■ **Tasks to complete**
1. Please copy the mailing list post about reverse engineering drivers word for word, starting at "Re: Linux Incompatibility" and ending at "back into C.".
2. According to the mailing list post about reverse engineering drivers, how much of the WAP54G 1.08 drivers had been translated back into C?
3. Pick up the mailing list post about reverse engineering drivers after its last sentence and continue it.

■ **Source excerpt**
______________________________

Re: Linux Incompatibility List

From: Gianni Tedesco
Date: Wed Aug 25 2004 - 02:24:14 EST


On Wed, 2004-08-25 at 01:59 -0400, Andrew Miklas wrote:
> I've been working with a few people to reverse engineer the drivers included
> with the WAP54G 1.08. We're about 50% done translating them back into C.
> Once we're done, we plan to study the driver in order to write our own from
> scratch, or ask someone else to cleanroom it.
>
> However, it's likely that by the time we're done (if ever), the hardware will
> be supplanted by something else. We've learnt the hard way that reverse
> engineering a 420K binary, and completing in a reasonable time isn't as easy
> as it sounds. :) This is especially true when you can't simply make
> everything public (out of copyright concerns) and do the project in a real
> open source way.

I agreee, reverse engineering machine code is not trivial, especially
with the tools currently available. However I don't think that the
difficulty is intrinsic. It is possible (though obviously not simple) to
wite software that is able to infer a great deal from machine code
automatically and produce pretty good decompilations.

______________________________

■ **Dataset excerpt**
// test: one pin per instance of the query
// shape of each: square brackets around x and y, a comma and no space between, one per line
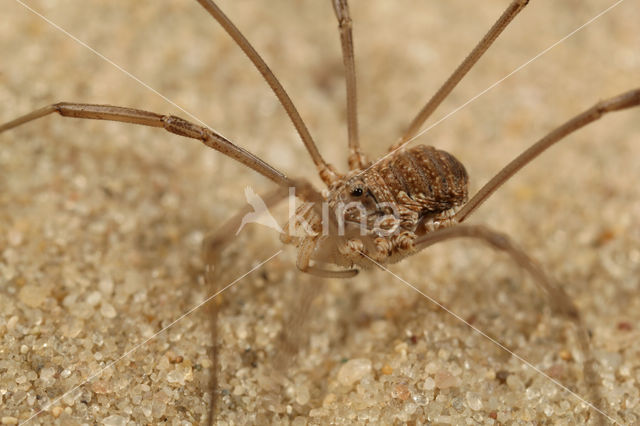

______________________________

■ **Answers to the exercises**
1.
Re: Linux Incompatibility List

From: Gianni Tedesco
Date: Wed Aug 25 2004 - 02:24:14 EST


On Wed, 2004-08-25 at 01:59 -0400, Andrew Miklas wrote:
> I've been working with a few people to reverse engineer the drivers included
> with the WAP54G 1.08. We're about 50% done translating them back into C.

2. About 50%.

3.
Also I think that the pciproxy[0] technique currently offers a simpler
solution. Analyzing the data produced is more akin to reverse
engineering a network protocol than machine code. Reverse engineering
protocols is much less 'copyright sensitive' than decompiling machine
code and, I think, more easily shared.

Anyway, perhaps once I've had some time to make a little more progress
we would be able to compare some notes?

[0]. I should probably explain the technique. It basically involves
running supported operating systems under a PC emulator, and trapping
and logging i/o on the PCI bus.

--
// Gianni Tedesco (gianni at scaramanga dot co dot uk)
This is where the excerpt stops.